***** Texte fourni *****

# Tuer de mes propres mains



## Souxie

J'aurais tué des chatons et des dauphins de mes propres mains pour être avec toi.

*I would have killed kittens and dolphins with my own hands to be with you.*

Grammaticalement, est-ce correct? Et au niveau de l'image, pour des anglais, c'est clair?


----------



## Bordelais

"with my bare hands" is the more idiomatic expression.


----------



## Glasguensis

C'est vrai qu'on dit "with my bare hands", mais en fait c'est assez compliqué de tuer un dauphin comme ça! Je dirais plutôt "I would have *personally* killed kittens and dolphins to be with you"


----------



## Gwan

I (personally) prefer 'with my bare hands'. Yes, it would be difficult to kill a dolphin that way, but I'm hoping Souxie's not intending to carry out this project anyway


----------



## staticmouse

It sounds like a slightly strange thing to say in English.
It could be more natural to say something like:

I would have done anything to be with you
I would have climbed mountains to be with you


----------



## Souxie

Ce n'est pas une expression idiomatique en français, c'est une façon de souligner l'intensité de l'envie. Je pourrais utiliser n'importe quelle image qui serait exagérée, comme escalader l'Everest ou marcher sur des braises. Pourquoi est-ce étrange en anglais? Vous pensez que grimper des montagnes est plus compréhensible? Est-ce une question de goût ou de culture anglaise?


----------



## Camis12

Je ne trouve pas l'expression plus étrange en anglais qu'en français. D'accord pour "bare hands" : pour moi, le fait que ce soit une manière difficile de tuer un dauphin souligne encore plus l'intensité.


----------



## Gwan

J'imagine que le problème que staticmouse a avec l'image est la violence et pas la difficulté de l'action. Personellement, je ne le trouverais pas trop romantique si quelqu'un me disait qu'il tuerait des chatons et des dauphins, mais à chacun son goût!


----------



## Souxie

Je comprends. L'humour est une chose personnelle. De plus, je n'aime pas les déclarations très sérieuses ou solennelles. Il y a peut-être d'autres images qui correspondraient. Que tueriez-vous de vos propres mains pour prouver votre attirance pour quelqu'un?


----------



## staticmouse

Exactly, Gwan!

If somebody wanted to be with me and thought the idea of killing dolphins and kittens would impress me, I don't think they'd be the one for me!

*****

▶ Consigne 1: D'après le texte fourni, quelle expression Bordelais juge-t-il plus idiomatique ?
▶ Consigne 2: Reproduisez le passage du texte fourni compris entre « Je comprends. L'humour » et « Exactly, Gwan! », bornes incluses.

***** Données fournies *****

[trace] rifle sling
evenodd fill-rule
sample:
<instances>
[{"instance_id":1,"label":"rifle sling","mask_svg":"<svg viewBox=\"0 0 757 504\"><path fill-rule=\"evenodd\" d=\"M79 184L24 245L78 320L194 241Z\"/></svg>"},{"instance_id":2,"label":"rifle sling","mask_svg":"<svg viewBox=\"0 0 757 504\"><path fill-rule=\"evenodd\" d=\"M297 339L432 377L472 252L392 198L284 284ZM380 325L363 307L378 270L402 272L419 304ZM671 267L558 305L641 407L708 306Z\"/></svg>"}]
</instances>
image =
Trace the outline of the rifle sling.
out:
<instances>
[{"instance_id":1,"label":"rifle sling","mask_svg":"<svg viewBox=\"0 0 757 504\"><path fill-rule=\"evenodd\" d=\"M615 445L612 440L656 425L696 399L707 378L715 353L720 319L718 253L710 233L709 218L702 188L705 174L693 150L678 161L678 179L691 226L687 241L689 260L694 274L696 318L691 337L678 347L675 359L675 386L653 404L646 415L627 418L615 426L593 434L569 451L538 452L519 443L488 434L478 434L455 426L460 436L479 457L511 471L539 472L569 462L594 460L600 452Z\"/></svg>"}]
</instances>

*****

▶ Réponse 1: « with my bare hands »

▶ Réponse 2:
Je comprends. L'humour est une chose personnelle. De plus, je n'aime pas les déclarations très sérieuses ou solennelles. Il y a peut-être d'autres images qui correspondraient. Que tueriez-vous de vos propres mains pour prouver votre attirance pour quelqu'un?


----------



## staticmouse

Exactly, Gwan!